* [Selected text]

--- Begin ---

However, SDT does not emphases only on positive developmental trend characteristics but also examines deleterious environmental factors that hinder self-motivation. SDT divides motivation on three different types: intrinsic, extrinsic and amotivation. Amotivation is inability or unwillingness to participate in normal social situation (Selfdeterminationtheory.org) “Intrinsic motivation is the inherent tendency to seek out novelty and challenges, to extend and exercise one’s capacities, to learn, and to explore” (Motivation and Work Behavior, p. 51). SDT does not concern what causes intrinsic motivation but examines the conditions that elicit and sustain, versus subdue and diminish innate propensity. “Extrinsic motivation refers to the performance of an activity in order to attain some separable outcome”, (Motivation and Work Behavior, p. 53).

Figur 1 (Motivation and Work Behavior, p. 53)
Figure 1 consists of one amotivated and five motivated behaviors which subdivided by regulatory styles to external regulation, introjected regulation, indentified regulation, integrated regulation and intrinsic regulation. Styles are characterized by different behavior relatively to the degree of regulation. These subtypes of extrinsic motivation are seen as falling along a continuum of internalization. The more internalized the extrinsic motivation the more autonomous the person will be when enacting the behaviors (Motivation and Work Behavior, p. 54-55).

Due to the time and page limitation we will focus on the motivation in the start-up phase. Because of the lack of information about the organization it won’t be possible to find any literature about the organization itself or the motivations of the founders; this information will be gathered by the use of an interview. Due to the page limitation and our research question we have applied only the most relevant aspects of the theories. We have chosen to analyze the team as one unit instead of analyzing them individually, in order to simplify the analysis.

Maslow’s hierarchy of needs
To start with, through an interview we tried to draw a rough psychological portrait of the team in order to find out whether and to what extent the team’s needs are met or not. Analyzing the case with help of Maslow’s theory, there were no indications from the team that they have been experiencing any unfulfilled physiological needs. Asked about safety issues, the team was in the opinion that their surrounding hides little risks, indeed, they were not concerned about physical safety at all. It is important to note that the team lives in Copenhagen, Denmark, which according to Forbes can be ranked among Europe’s Top 10 cities to live in (Forbes.com, checked November 27). When it comes to the Love& Belonging category, we would rate the team members as socially active persons – they have loving families, the team players are friends themselves, as well as they have hobbies and activities linking them with people outside their every-day circle. Thus, we tend to believe that the team’s “deficiency needs” are to a large extent satisfied, and their motivation to carry out the project most probably is stemming from their growth needs rather than “deficiency needs”.

Among the main motives that drove the team members to establish AktionDK were mentioned such factors as the need for achievement, freedom, gaining of experience, fulfilling their desire to help the less fortunate, etc. Apparently the above-needs chiefly fall under the esteem and self-actualization categories of Maslow’s hierarchy of needs. Moreover, when looking at their decision to establish particularly a nonprofit organization, not a commercial one, we see clear indications about the highest levels of needs that remain unsatisfied. The chosen type of organization as such supposedly involves and requires from owners/managers creativity and moral issues, i.e. esteem and self-actualization traits. Meanwhile, we found it really interesting that few of the team’s needs may contradict with Maslow’s theory.

--- End ---

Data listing
--- Begin ---

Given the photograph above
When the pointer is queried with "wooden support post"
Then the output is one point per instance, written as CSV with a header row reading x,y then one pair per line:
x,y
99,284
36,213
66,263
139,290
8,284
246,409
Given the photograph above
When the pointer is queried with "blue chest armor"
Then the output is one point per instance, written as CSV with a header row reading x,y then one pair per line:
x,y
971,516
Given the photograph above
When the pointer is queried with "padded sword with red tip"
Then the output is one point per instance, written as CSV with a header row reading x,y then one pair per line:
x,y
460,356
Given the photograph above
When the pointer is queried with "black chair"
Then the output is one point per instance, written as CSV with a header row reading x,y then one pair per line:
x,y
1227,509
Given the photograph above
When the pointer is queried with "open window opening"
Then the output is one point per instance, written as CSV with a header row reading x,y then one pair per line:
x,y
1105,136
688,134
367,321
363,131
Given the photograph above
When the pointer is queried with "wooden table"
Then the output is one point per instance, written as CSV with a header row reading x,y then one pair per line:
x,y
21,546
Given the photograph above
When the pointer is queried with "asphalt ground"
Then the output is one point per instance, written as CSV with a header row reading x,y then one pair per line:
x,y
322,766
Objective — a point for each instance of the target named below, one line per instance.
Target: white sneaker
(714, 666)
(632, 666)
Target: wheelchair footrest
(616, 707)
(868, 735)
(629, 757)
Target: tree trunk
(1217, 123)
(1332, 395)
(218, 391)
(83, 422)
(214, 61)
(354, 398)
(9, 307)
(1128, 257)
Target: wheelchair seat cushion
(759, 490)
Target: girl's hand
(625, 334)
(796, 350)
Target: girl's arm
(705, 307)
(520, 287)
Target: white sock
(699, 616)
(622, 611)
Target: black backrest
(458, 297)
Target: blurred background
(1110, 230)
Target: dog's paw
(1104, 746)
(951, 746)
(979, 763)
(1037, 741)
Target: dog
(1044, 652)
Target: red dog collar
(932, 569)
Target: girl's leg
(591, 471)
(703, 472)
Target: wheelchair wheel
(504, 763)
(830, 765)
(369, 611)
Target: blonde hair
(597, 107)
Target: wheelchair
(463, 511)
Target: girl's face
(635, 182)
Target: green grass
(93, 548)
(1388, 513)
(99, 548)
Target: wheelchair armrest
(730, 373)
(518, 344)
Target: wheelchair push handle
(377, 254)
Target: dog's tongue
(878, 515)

--- End ---

* [Instructions]
A – Rename "Target" to "Object" in everything from the line containing "Target: green grass" down to the end of the records, and reproduce those lines with nothing else altered.
B – Continue the passage on motivation theory and the AktionDK team from the point where it stops.
The records have no connection to the text.

* [Answers below]
A –
Object: green grass
(93, 548)
(1388, 513)
(99, 548)
Object: wheelchair armrest
(730, 373)
(518, 344)
Object: wheelchair push handle
(377, 254)
Object: dog's tongue
(878, 515)

B –
For instance, in the interview the team noted that one of their drivers is the need for experience. In our view this need depending on attached meanings to it may be attributed to both growth needs (experience leading to larger self-confidence, for example), and basic needs (experience that allows to better compete on the job market, linking to safety needs). Thus, in this case it might be challenging to draw strict lines and apply whole Maslow’s concept. We are also aware of the findings of Wahba and Brudwell that claimed that there is no strong evidence for Maslow’s ranking of needs or for a specific hierarchy among needs (Wahba & Bridwell, 1976).

Figur 2
These aspects of the case should be taken into account and may provide further research opportunities, for instance, as a testing platform for other theories (ERG). Self-determination theory Applied self-determination theory to our particular case, we tried to find out what reasons motivate graduate students to work in the nonprofit company. Based on data obtained from the interview we started from analyzing their “inherent growth tendencies” and innate psychological needs. First of all, desire to act, to commit and to put efforts as a volunteers without getting any tangible reward (e.g. salary or valuable object) in itself shows us that there are some internal, hidden and psychological motives which, in graduate students’ opinion, eventually will lead them to personal growth, social development and/or future opportunities. Second aspect related to innate psychological needs as autonomy, competence and relatedness also pronounced in their activity. The graduate students autonomously organized nonprofit company.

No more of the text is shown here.